INSTRUCTIONS FOR THE TASK: What is wanted is the line holding "Point out the juventus" and every later line through the end of the entries, set down exactly.

[[ DATA open ]]

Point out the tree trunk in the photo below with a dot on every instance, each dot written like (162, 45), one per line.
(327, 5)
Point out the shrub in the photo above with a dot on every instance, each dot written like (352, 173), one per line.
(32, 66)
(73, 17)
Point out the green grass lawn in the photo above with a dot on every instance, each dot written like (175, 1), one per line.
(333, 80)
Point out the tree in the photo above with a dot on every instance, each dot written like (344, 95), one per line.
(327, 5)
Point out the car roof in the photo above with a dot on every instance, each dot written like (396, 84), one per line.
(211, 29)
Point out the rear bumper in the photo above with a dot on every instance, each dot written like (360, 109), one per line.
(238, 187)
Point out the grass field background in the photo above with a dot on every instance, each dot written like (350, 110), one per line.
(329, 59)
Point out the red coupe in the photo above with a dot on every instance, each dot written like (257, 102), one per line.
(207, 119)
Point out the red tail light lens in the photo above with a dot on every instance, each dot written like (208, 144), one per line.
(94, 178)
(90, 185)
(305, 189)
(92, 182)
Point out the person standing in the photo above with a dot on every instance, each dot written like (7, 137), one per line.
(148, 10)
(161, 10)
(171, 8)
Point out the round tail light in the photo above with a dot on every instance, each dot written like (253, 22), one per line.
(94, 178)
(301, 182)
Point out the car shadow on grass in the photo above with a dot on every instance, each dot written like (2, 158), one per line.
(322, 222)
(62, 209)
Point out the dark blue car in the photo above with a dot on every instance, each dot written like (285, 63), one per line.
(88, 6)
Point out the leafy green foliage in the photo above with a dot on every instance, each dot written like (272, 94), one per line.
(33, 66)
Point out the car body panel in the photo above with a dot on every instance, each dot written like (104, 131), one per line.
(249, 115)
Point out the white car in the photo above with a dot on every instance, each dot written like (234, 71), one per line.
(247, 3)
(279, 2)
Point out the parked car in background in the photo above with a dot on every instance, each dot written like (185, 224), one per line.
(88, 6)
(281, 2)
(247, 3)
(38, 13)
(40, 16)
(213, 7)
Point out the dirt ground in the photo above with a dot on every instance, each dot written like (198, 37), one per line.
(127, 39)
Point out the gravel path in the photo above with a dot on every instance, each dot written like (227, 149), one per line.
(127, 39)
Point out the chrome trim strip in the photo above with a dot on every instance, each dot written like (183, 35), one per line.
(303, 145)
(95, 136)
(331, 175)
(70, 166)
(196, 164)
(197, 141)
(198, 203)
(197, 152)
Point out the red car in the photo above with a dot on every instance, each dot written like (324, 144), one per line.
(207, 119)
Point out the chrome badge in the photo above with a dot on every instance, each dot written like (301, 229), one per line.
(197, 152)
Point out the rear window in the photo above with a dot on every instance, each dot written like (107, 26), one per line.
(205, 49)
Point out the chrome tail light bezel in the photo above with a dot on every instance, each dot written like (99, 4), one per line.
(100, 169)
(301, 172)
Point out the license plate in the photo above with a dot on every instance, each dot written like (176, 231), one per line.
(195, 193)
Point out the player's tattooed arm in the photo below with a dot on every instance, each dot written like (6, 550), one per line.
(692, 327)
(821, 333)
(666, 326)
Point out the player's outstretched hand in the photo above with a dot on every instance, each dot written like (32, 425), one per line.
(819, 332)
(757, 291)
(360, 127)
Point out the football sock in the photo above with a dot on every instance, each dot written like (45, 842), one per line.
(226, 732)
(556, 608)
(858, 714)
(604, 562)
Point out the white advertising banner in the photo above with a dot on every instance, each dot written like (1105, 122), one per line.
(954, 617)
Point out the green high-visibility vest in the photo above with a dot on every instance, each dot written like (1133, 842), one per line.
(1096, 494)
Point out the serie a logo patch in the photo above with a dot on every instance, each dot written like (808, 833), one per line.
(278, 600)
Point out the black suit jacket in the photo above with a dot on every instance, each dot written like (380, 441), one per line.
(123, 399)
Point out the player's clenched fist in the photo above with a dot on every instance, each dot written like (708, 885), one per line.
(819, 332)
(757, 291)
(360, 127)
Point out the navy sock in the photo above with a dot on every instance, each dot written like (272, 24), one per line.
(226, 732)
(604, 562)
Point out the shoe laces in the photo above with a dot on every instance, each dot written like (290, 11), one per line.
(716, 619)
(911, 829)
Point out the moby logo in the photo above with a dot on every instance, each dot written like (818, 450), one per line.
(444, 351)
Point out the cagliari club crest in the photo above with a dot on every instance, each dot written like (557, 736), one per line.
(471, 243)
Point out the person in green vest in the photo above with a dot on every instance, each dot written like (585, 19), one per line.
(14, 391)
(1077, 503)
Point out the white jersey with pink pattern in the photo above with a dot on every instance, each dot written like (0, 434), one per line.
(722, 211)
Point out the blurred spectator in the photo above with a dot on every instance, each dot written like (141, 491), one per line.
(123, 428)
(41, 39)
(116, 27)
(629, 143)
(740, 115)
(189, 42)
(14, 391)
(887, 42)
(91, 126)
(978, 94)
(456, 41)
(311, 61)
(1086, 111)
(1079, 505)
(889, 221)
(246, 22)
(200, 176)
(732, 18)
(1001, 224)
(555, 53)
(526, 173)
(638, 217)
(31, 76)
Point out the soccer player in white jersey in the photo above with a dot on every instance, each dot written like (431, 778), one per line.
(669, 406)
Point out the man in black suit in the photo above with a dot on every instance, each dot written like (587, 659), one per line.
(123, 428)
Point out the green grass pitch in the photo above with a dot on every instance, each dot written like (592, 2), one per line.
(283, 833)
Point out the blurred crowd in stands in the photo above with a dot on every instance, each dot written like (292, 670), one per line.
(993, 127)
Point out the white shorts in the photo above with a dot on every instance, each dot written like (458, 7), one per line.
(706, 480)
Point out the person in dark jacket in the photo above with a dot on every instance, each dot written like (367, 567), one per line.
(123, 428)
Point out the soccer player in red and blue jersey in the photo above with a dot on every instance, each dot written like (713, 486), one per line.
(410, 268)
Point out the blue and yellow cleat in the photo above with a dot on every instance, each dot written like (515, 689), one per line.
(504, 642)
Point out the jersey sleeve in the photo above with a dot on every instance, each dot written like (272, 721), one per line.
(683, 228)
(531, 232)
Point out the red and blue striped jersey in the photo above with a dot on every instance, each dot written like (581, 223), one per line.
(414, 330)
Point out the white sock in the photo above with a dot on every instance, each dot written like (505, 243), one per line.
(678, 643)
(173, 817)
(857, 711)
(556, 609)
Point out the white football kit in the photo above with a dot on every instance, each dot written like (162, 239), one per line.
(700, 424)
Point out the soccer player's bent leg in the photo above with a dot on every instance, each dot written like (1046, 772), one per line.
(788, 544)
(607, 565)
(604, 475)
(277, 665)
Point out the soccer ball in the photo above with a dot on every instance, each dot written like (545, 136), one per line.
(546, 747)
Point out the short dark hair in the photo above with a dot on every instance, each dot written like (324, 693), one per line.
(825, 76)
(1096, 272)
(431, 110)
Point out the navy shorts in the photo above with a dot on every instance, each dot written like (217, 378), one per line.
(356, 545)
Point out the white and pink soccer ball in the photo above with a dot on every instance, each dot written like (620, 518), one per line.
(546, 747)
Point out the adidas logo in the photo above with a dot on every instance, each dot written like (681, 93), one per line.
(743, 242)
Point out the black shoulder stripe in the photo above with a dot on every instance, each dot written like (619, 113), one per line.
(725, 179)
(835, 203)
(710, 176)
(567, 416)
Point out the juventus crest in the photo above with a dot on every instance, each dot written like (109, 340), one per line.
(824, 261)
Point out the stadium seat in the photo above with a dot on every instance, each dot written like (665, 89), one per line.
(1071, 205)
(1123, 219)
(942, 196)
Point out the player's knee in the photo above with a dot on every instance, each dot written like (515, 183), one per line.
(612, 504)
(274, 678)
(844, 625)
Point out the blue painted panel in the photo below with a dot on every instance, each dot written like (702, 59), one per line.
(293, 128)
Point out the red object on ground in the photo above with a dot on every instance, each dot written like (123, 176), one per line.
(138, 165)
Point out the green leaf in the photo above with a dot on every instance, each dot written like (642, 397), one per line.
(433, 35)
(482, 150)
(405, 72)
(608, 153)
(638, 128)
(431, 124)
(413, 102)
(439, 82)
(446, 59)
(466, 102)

[[ DATA closed ]]

WRITTEN REPLY:
Point out the juventus crest in the photo above with a dot on every instance, each dot written like (109, 340), one per line.
(824, 261)
Point out the stadium seat in the photo above with a dot on every instance, each dot written like (665, 89), one per line.
(1071, 205)
(1123, 219)
(942, 196)
Point out the player's knee in the photo above with a dot on every instance, each dot written like (515, 183), one per line.
(612, 504)
(274, 678)
(844, 625)
Point out the blue painted panel in the photo below with a dot on every instance, each dot written like (702, 59), one per line.
(293, 128)
Point out the red object on ground in the photo above with a dot on every instance, each dot written like (123, 176), one per line.
(138, 165)
Point out the green leaf in the photo above with a dot on every instance, each dot written like (642, 397), one per line.
(433, 35)
(482, 150)
(405, 72)
(608, 153)
(638, 128)
(431, 124)
(413, 102)
(439, 82)
(446, 59)
(466, 102)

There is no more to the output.